Segment Start: INPUT FOR THIS TASK
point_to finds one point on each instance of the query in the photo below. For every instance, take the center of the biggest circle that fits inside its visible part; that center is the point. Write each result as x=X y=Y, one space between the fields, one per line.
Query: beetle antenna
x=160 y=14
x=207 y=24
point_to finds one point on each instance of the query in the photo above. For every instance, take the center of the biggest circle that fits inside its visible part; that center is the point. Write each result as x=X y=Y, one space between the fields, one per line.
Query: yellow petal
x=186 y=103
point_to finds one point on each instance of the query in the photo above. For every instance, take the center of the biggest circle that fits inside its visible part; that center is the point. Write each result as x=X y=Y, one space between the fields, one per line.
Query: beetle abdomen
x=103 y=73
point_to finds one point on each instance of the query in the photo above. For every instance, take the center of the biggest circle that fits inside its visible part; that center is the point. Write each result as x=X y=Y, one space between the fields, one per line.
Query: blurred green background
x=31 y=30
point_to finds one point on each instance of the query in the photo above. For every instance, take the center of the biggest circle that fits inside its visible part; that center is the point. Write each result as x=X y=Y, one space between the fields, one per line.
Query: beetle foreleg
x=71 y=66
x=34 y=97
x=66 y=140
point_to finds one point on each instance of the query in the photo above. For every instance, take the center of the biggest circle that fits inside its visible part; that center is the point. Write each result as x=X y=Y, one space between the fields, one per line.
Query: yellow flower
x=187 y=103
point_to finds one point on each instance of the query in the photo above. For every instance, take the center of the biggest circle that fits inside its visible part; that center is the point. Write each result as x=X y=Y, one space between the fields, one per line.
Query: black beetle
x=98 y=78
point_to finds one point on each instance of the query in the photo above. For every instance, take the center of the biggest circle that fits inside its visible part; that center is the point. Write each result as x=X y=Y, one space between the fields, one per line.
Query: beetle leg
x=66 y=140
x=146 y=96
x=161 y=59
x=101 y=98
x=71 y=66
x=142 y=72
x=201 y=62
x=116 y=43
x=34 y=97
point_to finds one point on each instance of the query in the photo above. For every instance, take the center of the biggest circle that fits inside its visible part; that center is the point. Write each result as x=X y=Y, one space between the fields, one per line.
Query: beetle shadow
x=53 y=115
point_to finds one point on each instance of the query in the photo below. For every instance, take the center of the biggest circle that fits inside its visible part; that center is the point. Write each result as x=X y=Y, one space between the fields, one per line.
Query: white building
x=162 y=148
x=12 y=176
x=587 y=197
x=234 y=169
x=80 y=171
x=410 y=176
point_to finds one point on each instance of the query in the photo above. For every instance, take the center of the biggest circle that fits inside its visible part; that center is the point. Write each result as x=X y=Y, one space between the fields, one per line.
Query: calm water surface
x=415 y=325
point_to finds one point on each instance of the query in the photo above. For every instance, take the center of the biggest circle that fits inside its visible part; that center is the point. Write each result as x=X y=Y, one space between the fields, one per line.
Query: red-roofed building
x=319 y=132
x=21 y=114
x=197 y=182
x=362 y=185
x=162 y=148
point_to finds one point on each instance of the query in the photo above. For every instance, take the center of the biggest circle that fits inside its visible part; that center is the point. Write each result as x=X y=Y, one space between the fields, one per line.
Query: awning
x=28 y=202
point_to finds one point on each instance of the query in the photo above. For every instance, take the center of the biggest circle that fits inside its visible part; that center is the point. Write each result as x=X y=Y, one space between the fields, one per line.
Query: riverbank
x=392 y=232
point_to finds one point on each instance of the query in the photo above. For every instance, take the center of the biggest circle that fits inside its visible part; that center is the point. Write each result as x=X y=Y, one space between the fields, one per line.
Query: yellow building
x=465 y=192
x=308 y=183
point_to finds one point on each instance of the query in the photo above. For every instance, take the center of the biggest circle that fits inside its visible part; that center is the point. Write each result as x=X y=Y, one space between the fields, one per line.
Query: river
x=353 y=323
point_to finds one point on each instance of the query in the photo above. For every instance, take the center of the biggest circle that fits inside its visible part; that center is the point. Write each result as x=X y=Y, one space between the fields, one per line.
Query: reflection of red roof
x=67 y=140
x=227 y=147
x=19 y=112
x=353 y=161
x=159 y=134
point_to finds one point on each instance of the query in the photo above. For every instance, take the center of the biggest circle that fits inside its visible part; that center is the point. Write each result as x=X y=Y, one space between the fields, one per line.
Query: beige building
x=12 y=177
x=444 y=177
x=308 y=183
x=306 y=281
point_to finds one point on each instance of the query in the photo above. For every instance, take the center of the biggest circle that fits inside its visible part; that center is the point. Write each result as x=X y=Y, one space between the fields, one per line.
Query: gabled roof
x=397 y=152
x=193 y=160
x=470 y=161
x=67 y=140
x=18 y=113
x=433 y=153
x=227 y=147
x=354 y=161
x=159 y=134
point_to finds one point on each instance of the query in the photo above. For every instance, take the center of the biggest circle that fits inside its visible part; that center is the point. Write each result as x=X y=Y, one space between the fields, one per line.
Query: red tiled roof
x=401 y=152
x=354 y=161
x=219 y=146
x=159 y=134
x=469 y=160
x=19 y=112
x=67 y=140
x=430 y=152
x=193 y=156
Segment End: INPUT FOR THIS TASK
» **TASK DIRECTIONS**
Return the full listing exactly as written.

» **EXERCISE SOLUTION**
point_to finds one point on each instance of the query in the photo below. For every instance, take the center of the biggest circle that fits inside its visible part; that center is the point. Write each result as x=X y=Y, one space between the fields, one per line.
Query: beetle antenna
x=160 y=14
x=207 y=24
point_to finds one point on each instance of the query in the photo above. For every instance, take the center of the biggest circle that fits inside its visible part; that center is the point. Write each result as x=X y=Y, one space between the fields, one per line.
Query: yellow petal
x=186 y=103
point_to finds one point on each instance of the query in the photo above. For every instance, take the center of the biggest circle that fits inside its visible part; that center is the point. Write each result as x=X y=Y, one space between the fields, one per line.
Query: beetle abdomen
x=103 y=73
point_to finds one point on each instance of the query in the photo above. For every instance, take the center of the biggest circle that fits inside its visible part; that center is the point. Write each result as x=X y=Y, one space between the fields, one per line.
Query: blurred green background
x=31 y=30
point_to finds one point on each instance of the query in the photo above. For every instance, take the center of the biggest circle that fits inside its visible part; that center is the point. Write each result as x=X y=Y, one space between the fields, one per line.
Query: beetle foreleg
x=71 y=66
x=34 y=97
x=66 y=140
point_to finds one point on each instance of the query in the photo above. For every instance, take the center of the biggest circle that fits inside its visible part; that center is the point. Write each result as x=X y=Y, one space between the fields, one per line.
Query: yellow flower
x=187 y=103
point_to finds one point on each instance of the query in the photo above. For every instance, take the center of the biggest circle that fits inside its visible part; that center is the point. Write each result as x=X y=Y, one space between the fields, one per line.
Query: black beetle
x=98 y=78
point_to finds one point on each instance of the query in the photo above. For every instance, take the center of the biggest circle that fits inside its visible part; that center is the point. Write each result as x=X y=Y, one space between the fields, one per line.
Query: beetle leg
x=66 y=140
x=146 y=96
x=161 y=59
x=101 y=98
x=71 y=66
x=142 y=72
x=201 y=62
x=116 y=43
x=34 y=97
point_to finds one point on each instance of the query in the photo above. For every instance, take the center of the biggest circle that fits inside its visible part; that center is the point. Write each result as x=X y=Y, one space between the fields, one per line.
Query: beetle shadow
x=53 y=115
point_to finds one point on each instance of the query in the photo below. For every instance, take the center of the biggest circle that fits inside its visible part; that center is the point. Write each result as x=X y=Y, one space between the fields, one per line.
Query: white building
x=162 y=148
x=12 y=176
x=587 y=197
x=234 y=169
x=80 y=171
x=410 y=176
point_to finds one point on each instance of the query in the photo above. For every instance, take the center of the biggest circle that fits inside its visible part; that center is the point. Write each result as x=X y=Y, one space between the fields, one per line.
Query: calm water surface
x=415 y=325
point_to finds one point on each instance of the query in the photo above. For every instance, take the center of the biggest circle that fits inside its visible part; that center is the point. Write each result as x=X y=Y, one space between the fields, one per line.
Query: red-roofed building
x=319 y=132
x=21 y=114
x=197 y=182
x=362 y=185
x=162 y=148
point_to finds one point on each instance of the query in the photo above. For every instance, take the center of the biggest circle that fits inside its visible part; that center is the point. Write each result as x=X y=Y, one space between the fields, one per line.
Query: awning
x=28 y=202
point_to finds one point on each instance of the query in the photo above. For every instance, take the center of the biggest circle that fits inside its visible part; that center is the point. Write each result as x=X y=Y, one space between the fields, one per line.
Query: riverbank
x=392 y=232
point_to finds one point on each instance of the query in the photo above. For every instance, take the center of the biggest circle that fits inside its visible part; that center is the point. Write each result as x=X y=Y, one space between the fields, one per line.
Query: yellow building
x=465 y=192
x=308 y=183
point_to finds one point on each instance of the query in the photo above. For every instance, take the center of the biggest circle that fits inside its visible part; that center is the point. Write each result as x=X y=Y, one space between the fields, one per line.
Query: river
x=353 y=323
point_to finds one point on each instance of the query in the photo above. For every instance, take the center of the biggest circle that fits inside its visible part; that center is the point. Write each result as x=X y=Y, one space between the fields, one per line.
Query: reflection of red roof
x=67 y=140
x=227 y=147
x=19 y=112
x=353 y=161
x=159 y=134
point_to finds one point on each instance of the query in the photo above. For every instance, take the center of the biggest circle that fits inside its visible part; that center is the point. Write each result as x=X y=Y, one space between the fields, one per line.
Query: beige building
x=12 y=177
x=444 y=177
x=308 y=183
x=306 y=281
point_to finds one point on each instance of the query in the photo above. For every instance, take the center of the biggest circle that fits inside its visible part; that center is the point. Write each result as x=X y=Y, one space between the fields, one per line.
Query: gabled roof
x=397 y=152
x=193 y=160
x=470 y=161
x=67 y=140
x=18 y=113
x=433 y=153
x=227 y=147
x=354 y=161
x=159 y=134
point_to finds one point on each instance of the query in the photo above. For every instance, take the center of the biggest circle that fits inside its visible part; that center is the point. Write each result as x=X y=Y, one space between the fields, one per line.
Query: red tiled roof
x=401 y=152
x=354 y=161
x=219 y=146
x=159 y=134
x=469 y=160
x=19 y=112
x=67 y=140
x=430 y=152
x=193 y=156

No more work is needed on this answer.